** DOCUMENT SECTION **
>> start
Album cover copyright (c) 1999 Edgar Rice Burroughs Inc. and Disney; review copyright (c) 2006 James Southall

 

TARZAN

Enjoyable high-budget music for Disney animation

A review by JAMES SOUTHALL

One of the last really ambitious traditionally-animated films to come from Disney, Tarzan leapt onto screens in 1999.  Of course, there have been a great number of Tarzan movies from the earliest days of cinema onwards, but Edgar Rice Burroughs's classic story remains very popular with children today and it certainly seemed like a wise choice for Disney to turn into a full-length animation.  Despite some stunning animation and a few moments of reasonable character interaction, sadly the film doesn't really work all that well, primarily because the screenplay just isn't good enough, with the obligatory humour seeming too forced and the plot being not nearly complex enough it is simplified to such a degree that it is impossible to care about anything that happens in it, and ultimately it seems a rather hollow and pointless experience.  This is a pity because the animation really is superb.
>> end
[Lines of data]
>> start
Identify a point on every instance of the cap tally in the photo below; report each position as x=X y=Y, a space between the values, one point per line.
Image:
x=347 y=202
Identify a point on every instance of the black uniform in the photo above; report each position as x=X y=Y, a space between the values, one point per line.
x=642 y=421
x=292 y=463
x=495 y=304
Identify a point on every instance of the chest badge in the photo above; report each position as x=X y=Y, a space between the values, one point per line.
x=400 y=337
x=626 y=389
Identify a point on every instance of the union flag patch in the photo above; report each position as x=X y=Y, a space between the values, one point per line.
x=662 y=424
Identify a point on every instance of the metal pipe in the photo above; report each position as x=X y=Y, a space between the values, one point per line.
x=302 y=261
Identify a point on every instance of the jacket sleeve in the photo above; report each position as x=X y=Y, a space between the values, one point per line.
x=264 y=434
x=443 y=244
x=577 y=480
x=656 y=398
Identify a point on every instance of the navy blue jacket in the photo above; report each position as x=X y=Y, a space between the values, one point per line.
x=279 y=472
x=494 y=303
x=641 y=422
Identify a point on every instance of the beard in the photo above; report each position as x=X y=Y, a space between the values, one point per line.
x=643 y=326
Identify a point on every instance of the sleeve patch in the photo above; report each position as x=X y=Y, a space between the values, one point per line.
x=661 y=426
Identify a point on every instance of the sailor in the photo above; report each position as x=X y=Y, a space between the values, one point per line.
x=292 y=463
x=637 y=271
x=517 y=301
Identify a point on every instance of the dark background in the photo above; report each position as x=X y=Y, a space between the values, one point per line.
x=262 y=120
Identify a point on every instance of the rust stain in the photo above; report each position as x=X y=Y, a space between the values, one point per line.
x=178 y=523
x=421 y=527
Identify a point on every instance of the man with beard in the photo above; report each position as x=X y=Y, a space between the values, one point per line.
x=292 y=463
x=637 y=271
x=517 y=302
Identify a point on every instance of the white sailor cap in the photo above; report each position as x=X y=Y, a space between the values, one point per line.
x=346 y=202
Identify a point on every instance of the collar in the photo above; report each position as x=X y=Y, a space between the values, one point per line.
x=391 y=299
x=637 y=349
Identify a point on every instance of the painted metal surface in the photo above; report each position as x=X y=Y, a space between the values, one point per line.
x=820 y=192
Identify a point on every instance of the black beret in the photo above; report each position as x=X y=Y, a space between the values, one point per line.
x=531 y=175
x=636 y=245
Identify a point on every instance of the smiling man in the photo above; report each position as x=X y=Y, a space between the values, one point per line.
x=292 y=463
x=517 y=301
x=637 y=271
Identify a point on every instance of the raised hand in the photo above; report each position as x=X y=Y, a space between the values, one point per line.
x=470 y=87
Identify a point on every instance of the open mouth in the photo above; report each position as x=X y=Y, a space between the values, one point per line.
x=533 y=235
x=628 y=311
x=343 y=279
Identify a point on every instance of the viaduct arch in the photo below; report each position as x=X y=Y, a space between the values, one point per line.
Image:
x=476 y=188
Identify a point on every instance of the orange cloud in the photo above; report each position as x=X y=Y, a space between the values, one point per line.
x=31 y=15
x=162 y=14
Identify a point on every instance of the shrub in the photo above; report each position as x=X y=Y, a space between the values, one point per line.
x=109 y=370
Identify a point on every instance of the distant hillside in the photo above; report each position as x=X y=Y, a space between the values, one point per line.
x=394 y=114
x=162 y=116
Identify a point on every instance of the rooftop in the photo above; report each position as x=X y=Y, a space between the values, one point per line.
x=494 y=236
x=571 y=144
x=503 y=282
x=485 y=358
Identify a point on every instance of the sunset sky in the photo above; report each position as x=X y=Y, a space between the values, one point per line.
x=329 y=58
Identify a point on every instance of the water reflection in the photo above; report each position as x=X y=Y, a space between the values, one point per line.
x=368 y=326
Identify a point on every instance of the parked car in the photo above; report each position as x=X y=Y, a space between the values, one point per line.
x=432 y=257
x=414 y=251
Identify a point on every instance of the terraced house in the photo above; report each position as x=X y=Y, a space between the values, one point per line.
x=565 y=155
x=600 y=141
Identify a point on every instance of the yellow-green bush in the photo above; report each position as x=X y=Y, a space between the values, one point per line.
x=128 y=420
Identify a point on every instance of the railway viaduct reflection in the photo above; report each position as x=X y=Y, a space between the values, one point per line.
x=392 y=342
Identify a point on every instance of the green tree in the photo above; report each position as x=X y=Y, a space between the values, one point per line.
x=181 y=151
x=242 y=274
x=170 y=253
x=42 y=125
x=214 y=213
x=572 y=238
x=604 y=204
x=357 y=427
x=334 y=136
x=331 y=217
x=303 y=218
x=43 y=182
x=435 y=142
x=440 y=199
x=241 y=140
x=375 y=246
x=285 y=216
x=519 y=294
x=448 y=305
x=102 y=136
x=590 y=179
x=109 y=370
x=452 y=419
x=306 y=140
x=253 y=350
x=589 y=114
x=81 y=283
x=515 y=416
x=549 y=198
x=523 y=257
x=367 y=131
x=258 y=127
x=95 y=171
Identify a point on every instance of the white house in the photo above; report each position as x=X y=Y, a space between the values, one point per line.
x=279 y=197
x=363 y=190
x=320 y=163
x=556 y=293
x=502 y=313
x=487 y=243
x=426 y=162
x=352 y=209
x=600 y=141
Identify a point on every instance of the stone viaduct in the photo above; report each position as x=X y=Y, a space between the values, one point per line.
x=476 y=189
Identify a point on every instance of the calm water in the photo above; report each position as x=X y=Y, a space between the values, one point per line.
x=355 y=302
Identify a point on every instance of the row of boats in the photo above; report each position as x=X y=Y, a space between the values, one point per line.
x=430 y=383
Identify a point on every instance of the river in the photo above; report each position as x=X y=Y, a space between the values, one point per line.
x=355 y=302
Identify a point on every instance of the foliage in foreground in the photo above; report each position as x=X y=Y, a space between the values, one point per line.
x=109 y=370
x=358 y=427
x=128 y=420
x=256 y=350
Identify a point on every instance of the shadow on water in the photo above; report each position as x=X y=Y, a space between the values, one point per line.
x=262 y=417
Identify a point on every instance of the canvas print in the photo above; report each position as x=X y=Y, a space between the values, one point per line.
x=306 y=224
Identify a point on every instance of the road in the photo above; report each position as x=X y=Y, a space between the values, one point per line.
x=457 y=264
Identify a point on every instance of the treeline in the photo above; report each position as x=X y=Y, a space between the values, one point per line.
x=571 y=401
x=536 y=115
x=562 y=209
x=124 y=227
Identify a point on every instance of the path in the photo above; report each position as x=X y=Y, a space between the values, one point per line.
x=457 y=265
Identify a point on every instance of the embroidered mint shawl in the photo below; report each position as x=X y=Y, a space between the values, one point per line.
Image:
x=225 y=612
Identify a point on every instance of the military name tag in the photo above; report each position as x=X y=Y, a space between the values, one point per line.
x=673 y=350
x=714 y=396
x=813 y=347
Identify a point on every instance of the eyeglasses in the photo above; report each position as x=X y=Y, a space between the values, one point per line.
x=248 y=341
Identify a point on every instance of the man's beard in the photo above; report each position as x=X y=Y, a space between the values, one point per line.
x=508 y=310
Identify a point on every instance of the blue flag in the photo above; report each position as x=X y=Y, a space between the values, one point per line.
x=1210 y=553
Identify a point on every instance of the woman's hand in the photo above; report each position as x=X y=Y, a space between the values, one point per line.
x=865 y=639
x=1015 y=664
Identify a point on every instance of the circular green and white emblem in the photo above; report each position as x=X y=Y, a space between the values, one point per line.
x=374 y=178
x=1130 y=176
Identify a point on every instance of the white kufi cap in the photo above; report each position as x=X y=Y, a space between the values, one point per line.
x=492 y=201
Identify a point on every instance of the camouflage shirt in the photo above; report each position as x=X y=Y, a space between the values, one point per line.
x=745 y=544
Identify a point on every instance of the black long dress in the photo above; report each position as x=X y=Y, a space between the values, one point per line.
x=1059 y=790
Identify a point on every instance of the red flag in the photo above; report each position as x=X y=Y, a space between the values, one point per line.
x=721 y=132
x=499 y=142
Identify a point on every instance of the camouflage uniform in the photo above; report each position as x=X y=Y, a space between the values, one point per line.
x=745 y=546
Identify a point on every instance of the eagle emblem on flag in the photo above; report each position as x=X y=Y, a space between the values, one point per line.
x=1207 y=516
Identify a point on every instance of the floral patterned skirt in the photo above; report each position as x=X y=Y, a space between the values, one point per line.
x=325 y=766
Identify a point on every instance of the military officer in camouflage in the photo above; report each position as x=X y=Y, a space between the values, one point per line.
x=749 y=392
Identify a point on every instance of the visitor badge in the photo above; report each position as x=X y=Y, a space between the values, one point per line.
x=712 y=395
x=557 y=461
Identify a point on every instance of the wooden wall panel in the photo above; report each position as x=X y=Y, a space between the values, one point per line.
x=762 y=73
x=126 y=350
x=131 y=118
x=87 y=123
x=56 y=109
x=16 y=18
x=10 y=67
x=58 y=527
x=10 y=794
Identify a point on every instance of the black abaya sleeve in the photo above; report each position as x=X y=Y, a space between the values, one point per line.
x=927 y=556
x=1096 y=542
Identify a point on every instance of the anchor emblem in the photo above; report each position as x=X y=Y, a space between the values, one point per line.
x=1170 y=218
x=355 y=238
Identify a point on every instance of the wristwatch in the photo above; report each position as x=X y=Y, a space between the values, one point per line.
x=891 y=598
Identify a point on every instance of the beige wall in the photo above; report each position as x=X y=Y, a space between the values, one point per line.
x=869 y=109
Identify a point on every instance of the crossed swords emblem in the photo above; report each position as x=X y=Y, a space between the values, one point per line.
>> end
** GOAL A **
In the Tarzan review, what is named as the main reason the film doesn't work well?
** GOAL B **
How many lines in the rows contain the word "jacket"? Give only the number.

** FULL SOLUTION A **
The screenplay isn't good enough.

** FULL SOLUTION B **
2